▶ [TASK OBJECTIVE] Write out every entry exactly as it appears.

▶ [MATERIAL PROVIDED]

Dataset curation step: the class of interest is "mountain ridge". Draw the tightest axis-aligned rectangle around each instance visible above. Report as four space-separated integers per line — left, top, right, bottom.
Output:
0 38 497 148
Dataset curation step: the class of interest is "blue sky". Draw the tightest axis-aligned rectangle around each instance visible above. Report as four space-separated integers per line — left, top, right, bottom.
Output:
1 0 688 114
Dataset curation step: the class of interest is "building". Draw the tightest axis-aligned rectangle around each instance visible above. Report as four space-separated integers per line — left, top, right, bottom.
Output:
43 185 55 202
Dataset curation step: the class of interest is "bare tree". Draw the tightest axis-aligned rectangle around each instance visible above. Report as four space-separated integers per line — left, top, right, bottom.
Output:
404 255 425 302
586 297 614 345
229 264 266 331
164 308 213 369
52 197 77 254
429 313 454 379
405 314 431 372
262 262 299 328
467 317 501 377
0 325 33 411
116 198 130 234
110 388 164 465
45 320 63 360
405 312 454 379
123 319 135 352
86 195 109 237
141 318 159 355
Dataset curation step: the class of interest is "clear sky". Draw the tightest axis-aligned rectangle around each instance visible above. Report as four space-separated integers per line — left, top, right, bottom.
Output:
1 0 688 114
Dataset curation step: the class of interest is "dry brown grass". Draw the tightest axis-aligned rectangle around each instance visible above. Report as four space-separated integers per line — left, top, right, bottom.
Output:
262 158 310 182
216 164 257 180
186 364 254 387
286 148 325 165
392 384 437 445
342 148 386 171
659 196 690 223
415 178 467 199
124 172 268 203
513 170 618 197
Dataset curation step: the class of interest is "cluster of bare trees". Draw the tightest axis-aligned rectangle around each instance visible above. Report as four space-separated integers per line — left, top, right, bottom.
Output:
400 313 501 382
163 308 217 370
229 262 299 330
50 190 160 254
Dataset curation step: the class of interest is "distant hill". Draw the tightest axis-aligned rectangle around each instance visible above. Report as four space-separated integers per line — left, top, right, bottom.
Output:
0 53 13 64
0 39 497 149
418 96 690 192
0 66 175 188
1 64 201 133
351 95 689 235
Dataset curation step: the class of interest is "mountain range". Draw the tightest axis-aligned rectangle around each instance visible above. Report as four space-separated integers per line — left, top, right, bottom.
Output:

▶ [SOLUTION BELOW]
Dataset curation step: the class of interest is "mountain ridge". Draw the tightest axis-aligned rectangle around each instance visible above. Report as four space-separated integers per line — left, top, right, bottom.
Output:
0 38 497 148
Dataset curation step: the class of interest is "blue sky". Draw the tightest axis-aligned rectangle around each instance visible above. Report as four space-separated integers per line — left, top, right, bottom.
Output:
1 0 688 114
Dataset curation step: the class of interest is "building". Draw the tightest axis-aligned rectangle around each instance visible above. Report as four space-separated integers per line — left, top, right, bottom.
Output:
43 185 55 202
Dataset curation step: the class of interest is "bare tree". Draw the tightest axis-aligned rectangle around each instance visible above. Report as four space-separated integers per line — left, top, right, bottom.
Output:
404 255 425 302
586 297 614 345
229 264 266 331
164 308 213 369
52 197 77 254
429 313 454 379
405 314 431 372
262 262 299 328
467 317 501 377
0 325 33 411
116 198 130 234
110 388 164 465
45 320 63 360
405 312 454 379
123 319 135 352
86 195 109 237
141 318 159 355
Dataset curation step: the class of interest is "clear sky". Draw the tightest axis-aligned rectangle around each instance visible above. Report as four space-separated integers per line — left, top, right, bottom.
Output:
1 0 688 114
Dataset curation step: the class of interest is "dry brown grass". Draw the tightest axis-aligned rectangle around each instance visible above. Report as four space-separated integers per line — left, top, right, bottom.
Output:
262 158 310 182
216 164 257 180
186 364 254 387
286 148 325 165
392 384 437 445
342 148 386 171
659 196 690 223
415 178 467 199
124 172 268 203
513 170 618 197
Dataset curation step: the class of interest is "cluster of bare trees". Draw the tightest axis-aligned rectangle around each instance visible above. Report as four space-separated integers per line — left, top, right, bottom.
Output:
400 313 501 382
163 308 217 370
229 262 299 330
50 190 160 254
Dataset curation step: the class of interest is "distant hill". Draw the tightest axis-aligned rectangle around each instance visible above. Report as four space-separated integers per line — left, top, right, bottom.
Output:
0 53 13 64
0 39 497 149
418 96 690 192
0 66 175 188
1 64 201 133
351 95 689 235
Dataset curation step: the class of interest is "mountain range". Draw the tightest axis-aligned rectangle around each instance visible above. Report as four space-separated integers per line — left, top, right, bottom.
Output:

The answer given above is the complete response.